Each line in the records below that has the word "lane" should be copied.

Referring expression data
■ ■ ■ ■

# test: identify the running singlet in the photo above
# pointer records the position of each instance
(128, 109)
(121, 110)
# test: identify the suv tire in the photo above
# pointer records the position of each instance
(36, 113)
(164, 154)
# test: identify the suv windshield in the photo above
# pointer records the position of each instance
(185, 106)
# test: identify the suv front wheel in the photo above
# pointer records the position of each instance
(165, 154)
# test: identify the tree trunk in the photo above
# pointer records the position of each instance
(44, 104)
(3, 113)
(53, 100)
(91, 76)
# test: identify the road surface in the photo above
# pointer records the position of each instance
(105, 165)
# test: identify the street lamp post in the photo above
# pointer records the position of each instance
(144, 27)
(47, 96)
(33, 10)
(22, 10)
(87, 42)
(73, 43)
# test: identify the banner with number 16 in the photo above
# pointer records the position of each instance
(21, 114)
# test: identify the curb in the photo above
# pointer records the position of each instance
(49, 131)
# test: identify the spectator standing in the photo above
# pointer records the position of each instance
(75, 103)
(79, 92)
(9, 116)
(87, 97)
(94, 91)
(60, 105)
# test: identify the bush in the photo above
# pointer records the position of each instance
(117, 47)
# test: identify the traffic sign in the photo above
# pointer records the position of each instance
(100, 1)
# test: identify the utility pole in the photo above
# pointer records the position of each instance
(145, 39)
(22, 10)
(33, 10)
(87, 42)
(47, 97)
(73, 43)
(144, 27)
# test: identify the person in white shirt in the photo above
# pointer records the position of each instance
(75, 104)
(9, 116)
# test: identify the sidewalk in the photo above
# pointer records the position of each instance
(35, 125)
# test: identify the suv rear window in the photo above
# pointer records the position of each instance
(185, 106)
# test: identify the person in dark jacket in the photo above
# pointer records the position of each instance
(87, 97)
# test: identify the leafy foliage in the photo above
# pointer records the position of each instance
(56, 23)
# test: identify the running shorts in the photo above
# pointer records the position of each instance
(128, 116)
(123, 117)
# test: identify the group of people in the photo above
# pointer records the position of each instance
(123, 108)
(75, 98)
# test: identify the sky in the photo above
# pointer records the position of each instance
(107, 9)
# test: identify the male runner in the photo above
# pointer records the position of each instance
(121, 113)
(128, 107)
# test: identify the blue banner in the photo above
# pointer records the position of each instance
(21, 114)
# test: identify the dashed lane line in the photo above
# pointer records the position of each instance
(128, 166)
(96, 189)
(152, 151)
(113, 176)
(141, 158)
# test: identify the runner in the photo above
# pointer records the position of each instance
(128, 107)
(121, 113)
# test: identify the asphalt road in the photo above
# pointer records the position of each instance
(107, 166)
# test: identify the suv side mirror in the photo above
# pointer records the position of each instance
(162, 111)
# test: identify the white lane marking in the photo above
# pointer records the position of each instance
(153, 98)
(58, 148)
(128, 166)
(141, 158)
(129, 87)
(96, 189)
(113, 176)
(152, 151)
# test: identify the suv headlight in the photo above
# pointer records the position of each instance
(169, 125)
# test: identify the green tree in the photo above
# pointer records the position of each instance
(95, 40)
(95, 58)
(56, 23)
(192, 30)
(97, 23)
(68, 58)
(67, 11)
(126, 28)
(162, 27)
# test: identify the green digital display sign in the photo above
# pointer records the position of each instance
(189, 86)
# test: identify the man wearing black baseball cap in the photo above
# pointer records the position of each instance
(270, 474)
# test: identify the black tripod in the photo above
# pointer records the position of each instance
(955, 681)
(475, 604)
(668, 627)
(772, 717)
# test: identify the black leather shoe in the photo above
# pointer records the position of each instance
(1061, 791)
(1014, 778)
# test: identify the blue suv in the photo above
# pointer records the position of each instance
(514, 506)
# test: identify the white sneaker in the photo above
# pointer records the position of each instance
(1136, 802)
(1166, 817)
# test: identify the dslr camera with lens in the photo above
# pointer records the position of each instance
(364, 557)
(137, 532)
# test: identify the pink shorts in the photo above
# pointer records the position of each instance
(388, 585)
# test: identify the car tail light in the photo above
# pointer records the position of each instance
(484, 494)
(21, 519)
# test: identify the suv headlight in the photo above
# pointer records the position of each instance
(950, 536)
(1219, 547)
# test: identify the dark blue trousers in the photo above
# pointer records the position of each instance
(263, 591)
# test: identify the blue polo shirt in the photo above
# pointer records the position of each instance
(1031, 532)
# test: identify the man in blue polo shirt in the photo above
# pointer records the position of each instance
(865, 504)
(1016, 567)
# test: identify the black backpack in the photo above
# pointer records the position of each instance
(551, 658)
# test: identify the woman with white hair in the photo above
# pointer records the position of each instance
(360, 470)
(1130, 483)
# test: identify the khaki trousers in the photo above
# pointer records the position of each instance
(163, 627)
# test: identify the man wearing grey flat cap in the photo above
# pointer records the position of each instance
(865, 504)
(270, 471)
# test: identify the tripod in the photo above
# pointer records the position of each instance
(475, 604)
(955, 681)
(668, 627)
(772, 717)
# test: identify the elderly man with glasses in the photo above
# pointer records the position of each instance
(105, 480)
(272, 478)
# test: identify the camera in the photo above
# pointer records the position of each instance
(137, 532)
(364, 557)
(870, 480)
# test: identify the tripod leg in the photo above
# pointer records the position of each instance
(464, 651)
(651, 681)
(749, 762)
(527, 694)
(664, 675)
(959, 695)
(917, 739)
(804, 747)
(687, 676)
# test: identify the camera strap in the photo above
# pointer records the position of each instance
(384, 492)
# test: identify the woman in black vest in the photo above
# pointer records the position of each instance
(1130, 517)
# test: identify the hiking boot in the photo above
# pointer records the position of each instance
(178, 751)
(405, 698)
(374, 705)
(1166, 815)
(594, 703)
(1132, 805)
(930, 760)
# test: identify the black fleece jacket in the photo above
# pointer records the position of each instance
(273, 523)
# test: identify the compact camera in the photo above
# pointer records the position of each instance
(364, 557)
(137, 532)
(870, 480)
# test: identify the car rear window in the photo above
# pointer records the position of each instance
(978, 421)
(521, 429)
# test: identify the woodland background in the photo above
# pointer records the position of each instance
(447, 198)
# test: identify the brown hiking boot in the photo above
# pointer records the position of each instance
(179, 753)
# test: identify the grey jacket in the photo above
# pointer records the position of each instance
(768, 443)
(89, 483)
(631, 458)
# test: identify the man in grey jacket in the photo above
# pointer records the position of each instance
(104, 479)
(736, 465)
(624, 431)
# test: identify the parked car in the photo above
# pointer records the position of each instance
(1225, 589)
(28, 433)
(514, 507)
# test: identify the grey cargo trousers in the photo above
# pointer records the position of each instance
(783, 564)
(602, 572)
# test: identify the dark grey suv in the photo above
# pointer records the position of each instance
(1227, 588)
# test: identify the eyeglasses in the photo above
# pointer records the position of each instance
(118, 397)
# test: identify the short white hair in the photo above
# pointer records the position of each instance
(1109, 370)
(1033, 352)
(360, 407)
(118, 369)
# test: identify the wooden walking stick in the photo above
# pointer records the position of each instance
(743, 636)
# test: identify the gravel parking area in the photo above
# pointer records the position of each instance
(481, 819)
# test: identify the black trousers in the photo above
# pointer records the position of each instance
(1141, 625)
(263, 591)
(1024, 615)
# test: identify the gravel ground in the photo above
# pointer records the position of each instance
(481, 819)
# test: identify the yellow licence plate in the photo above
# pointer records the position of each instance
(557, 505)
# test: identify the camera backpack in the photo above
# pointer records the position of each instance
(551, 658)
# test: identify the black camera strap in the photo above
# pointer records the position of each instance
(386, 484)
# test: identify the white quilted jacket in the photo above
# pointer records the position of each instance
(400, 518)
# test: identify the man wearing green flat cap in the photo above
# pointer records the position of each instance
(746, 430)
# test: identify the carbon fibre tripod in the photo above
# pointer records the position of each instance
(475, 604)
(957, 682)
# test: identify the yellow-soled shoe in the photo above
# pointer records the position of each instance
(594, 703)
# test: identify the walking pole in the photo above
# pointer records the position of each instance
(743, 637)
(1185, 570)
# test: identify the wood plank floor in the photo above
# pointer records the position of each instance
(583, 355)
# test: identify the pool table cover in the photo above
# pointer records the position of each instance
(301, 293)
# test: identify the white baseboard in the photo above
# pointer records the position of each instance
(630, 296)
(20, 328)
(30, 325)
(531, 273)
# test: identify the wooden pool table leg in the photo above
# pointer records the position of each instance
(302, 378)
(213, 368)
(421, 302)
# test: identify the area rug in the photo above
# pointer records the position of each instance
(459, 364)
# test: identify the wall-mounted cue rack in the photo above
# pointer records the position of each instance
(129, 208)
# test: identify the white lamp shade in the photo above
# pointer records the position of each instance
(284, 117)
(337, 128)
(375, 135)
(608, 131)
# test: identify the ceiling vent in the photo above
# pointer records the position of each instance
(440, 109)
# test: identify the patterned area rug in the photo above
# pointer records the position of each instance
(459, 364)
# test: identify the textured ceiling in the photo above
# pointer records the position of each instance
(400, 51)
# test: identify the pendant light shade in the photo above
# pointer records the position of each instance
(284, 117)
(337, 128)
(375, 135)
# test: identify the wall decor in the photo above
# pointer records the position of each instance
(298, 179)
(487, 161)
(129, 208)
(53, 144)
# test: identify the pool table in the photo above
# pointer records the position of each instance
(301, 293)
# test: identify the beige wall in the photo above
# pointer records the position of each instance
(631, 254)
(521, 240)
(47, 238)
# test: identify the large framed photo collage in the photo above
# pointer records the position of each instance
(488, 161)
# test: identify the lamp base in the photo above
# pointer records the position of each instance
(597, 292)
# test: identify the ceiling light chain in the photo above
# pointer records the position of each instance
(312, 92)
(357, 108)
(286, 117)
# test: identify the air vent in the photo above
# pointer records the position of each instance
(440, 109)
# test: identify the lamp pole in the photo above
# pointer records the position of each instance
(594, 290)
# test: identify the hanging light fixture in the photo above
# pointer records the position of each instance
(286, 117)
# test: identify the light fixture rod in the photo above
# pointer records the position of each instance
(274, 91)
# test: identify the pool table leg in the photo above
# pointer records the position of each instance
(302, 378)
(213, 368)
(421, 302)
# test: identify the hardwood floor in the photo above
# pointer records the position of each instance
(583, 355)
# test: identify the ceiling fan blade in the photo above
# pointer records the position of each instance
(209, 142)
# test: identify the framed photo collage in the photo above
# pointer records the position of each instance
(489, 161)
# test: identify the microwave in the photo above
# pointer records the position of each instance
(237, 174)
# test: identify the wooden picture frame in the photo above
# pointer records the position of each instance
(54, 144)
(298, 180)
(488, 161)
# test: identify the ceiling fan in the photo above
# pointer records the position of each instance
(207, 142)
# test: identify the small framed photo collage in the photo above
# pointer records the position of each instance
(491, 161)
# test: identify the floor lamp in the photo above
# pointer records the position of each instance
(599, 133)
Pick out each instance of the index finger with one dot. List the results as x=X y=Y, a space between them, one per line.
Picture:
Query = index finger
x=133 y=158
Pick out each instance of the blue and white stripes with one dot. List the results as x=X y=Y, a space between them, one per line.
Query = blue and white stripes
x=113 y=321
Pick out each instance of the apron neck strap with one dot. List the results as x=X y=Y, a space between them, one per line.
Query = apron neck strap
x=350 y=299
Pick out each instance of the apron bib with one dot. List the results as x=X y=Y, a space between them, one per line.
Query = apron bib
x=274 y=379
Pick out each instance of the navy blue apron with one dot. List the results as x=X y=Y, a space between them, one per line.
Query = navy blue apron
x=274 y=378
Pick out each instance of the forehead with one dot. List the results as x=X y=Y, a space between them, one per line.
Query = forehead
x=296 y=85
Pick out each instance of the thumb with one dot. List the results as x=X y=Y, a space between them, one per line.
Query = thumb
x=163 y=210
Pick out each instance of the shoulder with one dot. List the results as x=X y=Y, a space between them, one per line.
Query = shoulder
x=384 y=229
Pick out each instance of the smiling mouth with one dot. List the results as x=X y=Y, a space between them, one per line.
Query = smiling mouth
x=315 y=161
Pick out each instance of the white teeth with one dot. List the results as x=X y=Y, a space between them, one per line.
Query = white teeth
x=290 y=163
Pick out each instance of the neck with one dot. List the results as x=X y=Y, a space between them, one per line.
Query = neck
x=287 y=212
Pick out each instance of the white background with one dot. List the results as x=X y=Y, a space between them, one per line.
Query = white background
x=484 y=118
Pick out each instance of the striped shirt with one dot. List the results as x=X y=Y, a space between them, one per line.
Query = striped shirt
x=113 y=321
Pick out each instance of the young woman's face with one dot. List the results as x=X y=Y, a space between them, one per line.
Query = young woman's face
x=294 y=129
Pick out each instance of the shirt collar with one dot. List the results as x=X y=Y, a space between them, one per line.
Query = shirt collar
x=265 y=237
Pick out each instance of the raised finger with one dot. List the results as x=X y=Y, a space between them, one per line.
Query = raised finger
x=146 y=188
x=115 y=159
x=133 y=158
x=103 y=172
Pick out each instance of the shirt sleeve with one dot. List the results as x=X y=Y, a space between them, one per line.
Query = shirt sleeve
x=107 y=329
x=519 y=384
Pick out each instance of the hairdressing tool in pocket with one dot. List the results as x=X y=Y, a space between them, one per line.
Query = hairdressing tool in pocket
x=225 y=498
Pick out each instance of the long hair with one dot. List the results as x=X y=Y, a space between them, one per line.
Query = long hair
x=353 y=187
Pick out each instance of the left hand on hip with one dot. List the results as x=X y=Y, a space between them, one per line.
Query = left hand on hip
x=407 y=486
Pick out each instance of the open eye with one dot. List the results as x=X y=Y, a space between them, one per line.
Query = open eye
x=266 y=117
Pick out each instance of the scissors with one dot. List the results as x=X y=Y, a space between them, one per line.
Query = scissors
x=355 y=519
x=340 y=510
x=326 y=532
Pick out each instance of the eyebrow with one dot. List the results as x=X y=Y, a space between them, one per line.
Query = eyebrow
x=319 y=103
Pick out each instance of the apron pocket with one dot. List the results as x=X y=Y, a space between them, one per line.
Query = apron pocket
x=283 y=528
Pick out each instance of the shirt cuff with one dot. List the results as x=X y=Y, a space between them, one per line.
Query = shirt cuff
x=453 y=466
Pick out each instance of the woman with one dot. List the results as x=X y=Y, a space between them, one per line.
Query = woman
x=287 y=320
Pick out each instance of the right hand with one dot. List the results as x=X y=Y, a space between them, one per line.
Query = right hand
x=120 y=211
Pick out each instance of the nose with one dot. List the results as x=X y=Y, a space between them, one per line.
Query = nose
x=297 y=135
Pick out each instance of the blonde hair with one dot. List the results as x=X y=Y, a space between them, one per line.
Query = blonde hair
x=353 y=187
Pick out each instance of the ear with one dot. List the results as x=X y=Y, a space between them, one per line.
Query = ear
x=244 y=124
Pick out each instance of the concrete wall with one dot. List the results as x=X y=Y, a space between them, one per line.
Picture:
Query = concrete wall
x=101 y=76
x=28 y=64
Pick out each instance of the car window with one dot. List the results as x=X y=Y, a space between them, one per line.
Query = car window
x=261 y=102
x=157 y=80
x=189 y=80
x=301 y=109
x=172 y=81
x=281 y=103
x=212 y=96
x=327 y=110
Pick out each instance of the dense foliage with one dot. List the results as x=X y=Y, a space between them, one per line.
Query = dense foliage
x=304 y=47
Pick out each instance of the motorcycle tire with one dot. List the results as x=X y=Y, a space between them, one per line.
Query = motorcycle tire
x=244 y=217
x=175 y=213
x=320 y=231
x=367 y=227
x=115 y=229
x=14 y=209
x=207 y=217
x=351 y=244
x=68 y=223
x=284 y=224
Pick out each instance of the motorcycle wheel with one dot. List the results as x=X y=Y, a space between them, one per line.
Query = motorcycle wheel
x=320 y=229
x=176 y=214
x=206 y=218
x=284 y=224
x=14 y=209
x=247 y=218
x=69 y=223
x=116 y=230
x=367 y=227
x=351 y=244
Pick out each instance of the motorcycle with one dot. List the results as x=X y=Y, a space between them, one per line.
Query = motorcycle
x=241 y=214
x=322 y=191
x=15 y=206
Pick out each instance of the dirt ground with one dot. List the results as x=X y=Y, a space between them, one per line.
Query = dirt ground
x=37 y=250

■ ■ ■ ■

### EXPECTED OUTPUT
# test: identify the dashed lane line in the photo above
# test: identify the white lane marking in the photo above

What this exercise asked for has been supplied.